───── Text provided ─────

|
|
COMMENTS
|
For a generalized Lucas sequence {U(n)} = {(a^n - b^n)/(a - b)}, where a + b and ab are nonzero coprime integers and (a/b) is not a root of unity, a prime factor of the n-th term of some Lucas sequence U(n) is called primitive if it does not divide U(r) for any r < n.
Let P = a + b > 0, Q = ab and D = P^2 - 4Q = (a - b)^2. In the case a, b are real (equivalently, D > 0), Carmichael shows that, if n <> 1, 2, 6, then U(n) has at least one primitive prime factor not dividing D except U(3) ((P, Q, D) = (1, -2, 9), (1, -1, 5)), U(5) ((P, Q, D) = (1, -1, 5)) and U(12) ((P, Q, D) = (1, -1, 5)).
Voutier determines the cases U(n) has no primitive prime factor for n = 5, 7 <= n <= 30. For n = 5, 7 <= n <= 30, any prime factor of U(n) divides D or U_r for some r < n in the following cases:
U(5): (P, Q, D) = (1, -1, 5)*, (1, 2, -7), (1, 3, -11), (1, 4, -15)*, (2, 11, -40)*, (12, 55, -76), (12, 377, -1364),
U(7): (P, Q, D) = (1, 2, -7)*, (1, 5, -19),
U(8): (P, Q, D) = (1, 2, -7), (2, 7, -24),
U(10): (P, Q, D) = (2, 3, -8), (5, 7, -3), (5, 18, -47),
U(12): (P, Q, D) = (1, -1, 5), (1, 2, -7), (1, 3, -11), (1, 4, -15), (1, 5, -19), (2, 15, -56),
U(13), U(18), U(30): (P, Q, D) = (1, 2, -7).
(The symbol * indicates that any prime factor of the corresponding U(n) divides D)
Bilu, Hanrot and Voutier shows that these are all for n = 5, n >= 7. Hence this sequence is complete.

───── Data shown ─────

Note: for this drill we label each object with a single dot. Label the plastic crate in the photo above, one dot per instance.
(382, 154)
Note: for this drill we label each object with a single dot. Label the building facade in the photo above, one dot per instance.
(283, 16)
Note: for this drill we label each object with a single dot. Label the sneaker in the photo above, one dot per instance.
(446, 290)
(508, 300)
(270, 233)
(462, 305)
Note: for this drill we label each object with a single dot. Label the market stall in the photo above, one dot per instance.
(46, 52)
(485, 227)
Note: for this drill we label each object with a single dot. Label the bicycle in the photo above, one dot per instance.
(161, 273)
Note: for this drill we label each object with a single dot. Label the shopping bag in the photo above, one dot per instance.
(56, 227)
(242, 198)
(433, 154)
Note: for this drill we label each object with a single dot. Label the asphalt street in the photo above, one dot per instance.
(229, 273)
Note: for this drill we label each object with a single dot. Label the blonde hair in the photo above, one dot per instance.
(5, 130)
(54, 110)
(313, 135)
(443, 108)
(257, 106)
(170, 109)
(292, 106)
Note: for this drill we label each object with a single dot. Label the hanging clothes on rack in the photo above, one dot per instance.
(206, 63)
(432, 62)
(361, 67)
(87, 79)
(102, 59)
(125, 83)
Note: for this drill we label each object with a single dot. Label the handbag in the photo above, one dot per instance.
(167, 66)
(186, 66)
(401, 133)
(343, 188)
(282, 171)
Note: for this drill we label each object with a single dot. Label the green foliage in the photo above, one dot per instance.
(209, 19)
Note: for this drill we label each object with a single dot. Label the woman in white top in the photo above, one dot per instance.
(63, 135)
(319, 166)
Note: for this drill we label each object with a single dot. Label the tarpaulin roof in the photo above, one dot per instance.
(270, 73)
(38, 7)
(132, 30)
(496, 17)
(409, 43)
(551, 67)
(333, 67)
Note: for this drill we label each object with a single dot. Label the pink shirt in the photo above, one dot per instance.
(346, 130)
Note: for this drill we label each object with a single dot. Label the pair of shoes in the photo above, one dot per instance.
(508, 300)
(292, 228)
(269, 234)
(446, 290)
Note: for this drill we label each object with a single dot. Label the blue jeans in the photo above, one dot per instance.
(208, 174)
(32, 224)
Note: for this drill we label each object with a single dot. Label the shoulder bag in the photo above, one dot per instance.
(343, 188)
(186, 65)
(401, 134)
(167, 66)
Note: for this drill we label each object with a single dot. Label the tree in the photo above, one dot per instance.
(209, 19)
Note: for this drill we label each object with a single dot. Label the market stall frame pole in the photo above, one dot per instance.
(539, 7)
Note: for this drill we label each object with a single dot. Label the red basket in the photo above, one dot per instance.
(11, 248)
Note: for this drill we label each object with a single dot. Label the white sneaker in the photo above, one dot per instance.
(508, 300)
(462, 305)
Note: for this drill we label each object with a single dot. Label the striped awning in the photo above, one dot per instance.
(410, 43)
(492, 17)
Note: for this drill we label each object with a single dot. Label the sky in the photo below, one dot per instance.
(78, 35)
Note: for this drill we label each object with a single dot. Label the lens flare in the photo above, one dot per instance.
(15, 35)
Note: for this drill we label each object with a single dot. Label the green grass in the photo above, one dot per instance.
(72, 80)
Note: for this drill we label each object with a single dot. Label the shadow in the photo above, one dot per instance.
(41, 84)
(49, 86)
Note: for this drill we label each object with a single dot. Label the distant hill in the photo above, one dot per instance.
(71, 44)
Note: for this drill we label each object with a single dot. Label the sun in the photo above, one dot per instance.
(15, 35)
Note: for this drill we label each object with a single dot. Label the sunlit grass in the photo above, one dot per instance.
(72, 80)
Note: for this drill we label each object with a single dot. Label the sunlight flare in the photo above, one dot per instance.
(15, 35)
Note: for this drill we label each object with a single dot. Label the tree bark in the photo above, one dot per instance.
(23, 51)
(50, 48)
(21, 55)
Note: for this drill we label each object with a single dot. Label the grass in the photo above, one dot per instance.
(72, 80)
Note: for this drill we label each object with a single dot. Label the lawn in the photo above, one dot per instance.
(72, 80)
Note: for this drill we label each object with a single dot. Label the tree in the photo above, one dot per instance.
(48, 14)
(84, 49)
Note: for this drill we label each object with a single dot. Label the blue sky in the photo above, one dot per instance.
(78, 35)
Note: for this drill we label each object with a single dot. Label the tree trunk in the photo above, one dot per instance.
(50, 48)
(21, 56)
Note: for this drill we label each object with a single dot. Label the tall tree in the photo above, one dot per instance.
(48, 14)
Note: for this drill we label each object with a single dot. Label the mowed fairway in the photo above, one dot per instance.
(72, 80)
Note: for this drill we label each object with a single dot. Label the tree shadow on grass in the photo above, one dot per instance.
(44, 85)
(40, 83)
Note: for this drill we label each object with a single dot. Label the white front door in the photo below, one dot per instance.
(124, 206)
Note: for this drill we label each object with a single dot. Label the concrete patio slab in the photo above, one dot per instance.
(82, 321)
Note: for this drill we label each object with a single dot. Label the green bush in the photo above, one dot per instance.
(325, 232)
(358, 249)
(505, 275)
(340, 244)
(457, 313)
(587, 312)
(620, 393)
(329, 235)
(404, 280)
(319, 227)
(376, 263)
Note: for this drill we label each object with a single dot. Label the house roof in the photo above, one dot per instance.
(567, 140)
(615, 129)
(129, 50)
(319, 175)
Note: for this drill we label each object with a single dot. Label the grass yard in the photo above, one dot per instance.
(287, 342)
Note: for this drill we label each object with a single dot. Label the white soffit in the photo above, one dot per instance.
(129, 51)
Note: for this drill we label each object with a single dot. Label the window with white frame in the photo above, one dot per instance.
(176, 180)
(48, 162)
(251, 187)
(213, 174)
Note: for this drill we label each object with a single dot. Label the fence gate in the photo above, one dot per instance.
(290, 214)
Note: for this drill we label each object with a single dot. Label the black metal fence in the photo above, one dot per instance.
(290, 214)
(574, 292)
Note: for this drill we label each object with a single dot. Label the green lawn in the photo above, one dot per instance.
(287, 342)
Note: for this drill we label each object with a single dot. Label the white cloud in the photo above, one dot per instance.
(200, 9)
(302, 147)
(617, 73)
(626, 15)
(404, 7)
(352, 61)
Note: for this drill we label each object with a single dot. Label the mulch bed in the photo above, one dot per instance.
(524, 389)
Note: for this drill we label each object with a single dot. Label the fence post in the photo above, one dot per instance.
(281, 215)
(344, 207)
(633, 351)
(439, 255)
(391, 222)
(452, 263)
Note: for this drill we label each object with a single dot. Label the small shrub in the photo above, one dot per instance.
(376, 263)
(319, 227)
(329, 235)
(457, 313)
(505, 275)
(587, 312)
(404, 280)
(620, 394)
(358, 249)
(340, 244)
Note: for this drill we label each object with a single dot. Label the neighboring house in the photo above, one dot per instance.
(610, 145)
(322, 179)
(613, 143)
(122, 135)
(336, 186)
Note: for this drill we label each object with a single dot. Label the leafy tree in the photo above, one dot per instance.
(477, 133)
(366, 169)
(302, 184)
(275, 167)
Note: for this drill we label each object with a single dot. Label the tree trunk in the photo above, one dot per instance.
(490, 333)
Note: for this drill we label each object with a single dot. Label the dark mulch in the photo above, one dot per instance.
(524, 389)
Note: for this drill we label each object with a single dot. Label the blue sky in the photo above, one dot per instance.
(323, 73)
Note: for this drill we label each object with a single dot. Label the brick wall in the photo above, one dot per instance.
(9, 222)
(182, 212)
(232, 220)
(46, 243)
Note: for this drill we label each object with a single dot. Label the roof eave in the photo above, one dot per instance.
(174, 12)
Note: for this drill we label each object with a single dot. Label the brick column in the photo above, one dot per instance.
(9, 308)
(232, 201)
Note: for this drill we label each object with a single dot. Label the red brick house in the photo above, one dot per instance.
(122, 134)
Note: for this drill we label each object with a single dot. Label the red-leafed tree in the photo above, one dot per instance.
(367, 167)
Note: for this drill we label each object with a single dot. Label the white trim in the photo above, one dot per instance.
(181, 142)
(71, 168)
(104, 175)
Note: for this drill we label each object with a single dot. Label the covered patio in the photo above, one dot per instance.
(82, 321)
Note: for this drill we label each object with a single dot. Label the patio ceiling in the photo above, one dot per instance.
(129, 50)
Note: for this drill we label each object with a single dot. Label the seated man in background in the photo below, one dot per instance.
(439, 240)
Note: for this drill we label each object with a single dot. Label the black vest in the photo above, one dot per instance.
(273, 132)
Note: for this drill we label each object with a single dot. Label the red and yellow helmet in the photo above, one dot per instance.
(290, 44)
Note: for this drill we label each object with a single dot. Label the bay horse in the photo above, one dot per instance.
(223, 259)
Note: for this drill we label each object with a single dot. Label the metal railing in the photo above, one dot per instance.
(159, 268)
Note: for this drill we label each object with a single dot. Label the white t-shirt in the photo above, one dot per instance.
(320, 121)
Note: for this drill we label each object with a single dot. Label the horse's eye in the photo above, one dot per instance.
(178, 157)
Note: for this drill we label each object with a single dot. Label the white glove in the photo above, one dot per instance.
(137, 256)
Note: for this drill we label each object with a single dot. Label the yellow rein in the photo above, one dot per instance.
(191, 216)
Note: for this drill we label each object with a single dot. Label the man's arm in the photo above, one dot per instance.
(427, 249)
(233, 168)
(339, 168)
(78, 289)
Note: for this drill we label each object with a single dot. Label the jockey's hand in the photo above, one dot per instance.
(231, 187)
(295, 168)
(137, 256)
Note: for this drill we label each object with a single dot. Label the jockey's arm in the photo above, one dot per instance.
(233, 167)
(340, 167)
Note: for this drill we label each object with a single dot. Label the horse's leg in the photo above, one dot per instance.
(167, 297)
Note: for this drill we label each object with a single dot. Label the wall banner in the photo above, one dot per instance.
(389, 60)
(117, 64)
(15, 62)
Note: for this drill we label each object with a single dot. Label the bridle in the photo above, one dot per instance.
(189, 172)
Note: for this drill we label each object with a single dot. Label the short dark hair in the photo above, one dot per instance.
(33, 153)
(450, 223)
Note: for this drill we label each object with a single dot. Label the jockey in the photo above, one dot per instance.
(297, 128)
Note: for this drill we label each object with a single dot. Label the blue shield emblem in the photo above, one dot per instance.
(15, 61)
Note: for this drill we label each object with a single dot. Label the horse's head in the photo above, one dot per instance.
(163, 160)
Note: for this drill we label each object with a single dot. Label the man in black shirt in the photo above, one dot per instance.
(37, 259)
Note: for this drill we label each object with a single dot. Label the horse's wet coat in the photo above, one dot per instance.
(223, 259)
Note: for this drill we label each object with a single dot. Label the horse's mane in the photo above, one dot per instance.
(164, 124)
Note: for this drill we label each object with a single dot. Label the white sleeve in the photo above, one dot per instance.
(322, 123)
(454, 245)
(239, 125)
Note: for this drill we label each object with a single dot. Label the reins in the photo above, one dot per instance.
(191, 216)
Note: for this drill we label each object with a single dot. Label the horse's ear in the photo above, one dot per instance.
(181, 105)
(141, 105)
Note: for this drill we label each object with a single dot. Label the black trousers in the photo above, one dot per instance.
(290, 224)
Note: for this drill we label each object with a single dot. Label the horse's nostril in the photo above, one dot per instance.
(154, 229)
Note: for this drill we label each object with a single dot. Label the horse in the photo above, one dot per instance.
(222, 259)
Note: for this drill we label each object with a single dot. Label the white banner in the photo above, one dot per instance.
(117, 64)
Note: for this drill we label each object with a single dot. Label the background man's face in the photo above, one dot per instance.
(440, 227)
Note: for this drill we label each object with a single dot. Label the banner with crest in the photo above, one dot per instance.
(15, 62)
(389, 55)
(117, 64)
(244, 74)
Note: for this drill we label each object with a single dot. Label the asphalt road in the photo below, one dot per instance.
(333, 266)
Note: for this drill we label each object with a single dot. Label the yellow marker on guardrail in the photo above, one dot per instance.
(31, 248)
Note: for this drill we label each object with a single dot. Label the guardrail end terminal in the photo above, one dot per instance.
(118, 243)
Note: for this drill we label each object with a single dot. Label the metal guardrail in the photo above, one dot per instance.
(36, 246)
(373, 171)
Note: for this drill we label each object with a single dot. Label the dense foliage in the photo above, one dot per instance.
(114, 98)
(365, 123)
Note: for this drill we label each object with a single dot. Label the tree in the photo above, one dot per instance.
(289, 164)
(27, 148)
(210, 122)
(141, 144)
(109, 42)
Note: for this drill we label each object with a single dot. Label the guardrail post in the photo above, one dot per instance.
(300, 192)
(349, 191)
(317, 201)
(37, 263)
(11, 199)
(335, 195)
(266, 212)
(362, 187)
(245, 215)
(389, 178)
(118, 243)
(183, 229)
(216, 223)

─────

-- Work instructions --
• a. List each line of the records that contains the string "black".
• b. Pick up the comment on primitive prime factors of Lucas sequences after its final sentence and continue it.

-- Exercise results --
• a.
Note: for this drill we label each object with a single dot. Label the black metal fence in the photo above, one dot per instance.
Note: for this drill we label each object with a single dot. Label the black vest in the photo above, one dot per instance.
Note: for this drill we label each object with a single dot. Label the man in black shirt in the photo above, one dot per instance.
Note: for this drill we label each object with a single dot. Label the black trousers in the photo above, one dot per instance.

• b.
Let {U(n)} be a generalized Lucas sequence. If p is a prime U(p) has no primitive prime factor, then U(p) = +-1. In contrast, if k is a composite number such that U(k) has no primitive prime factor, then U(k) cannot be +-1. As a result, the possible solutions to U(k) = +-1 for some Lucas sequence are k = 1, 2, 3, 5, 7, 13.
From U(1) = 1, U(2) = P, U(3) = P^2 - Q, U(4) = P*(P^2 - 2*Q), U(6) = P*(P^2 - Q)*(P^2 - 3*Q) we can see that for k = 1, 2, 3, 4, 6, there are infinitely many Lucas sequences such that U(k) has no primitive prime factor. Also, for p = 2, 3, there are infinitely many Lucas sequences such that any prime factor of U(p) divides D.
This sequence lists also numbers k such that E(p) = k has no solution over the primes for some Lucas sequence {U(n)}, where E(p) is the entry point of {U(n)} modulo p, that is, the smallest m > 0 such that p divides U(m). (End)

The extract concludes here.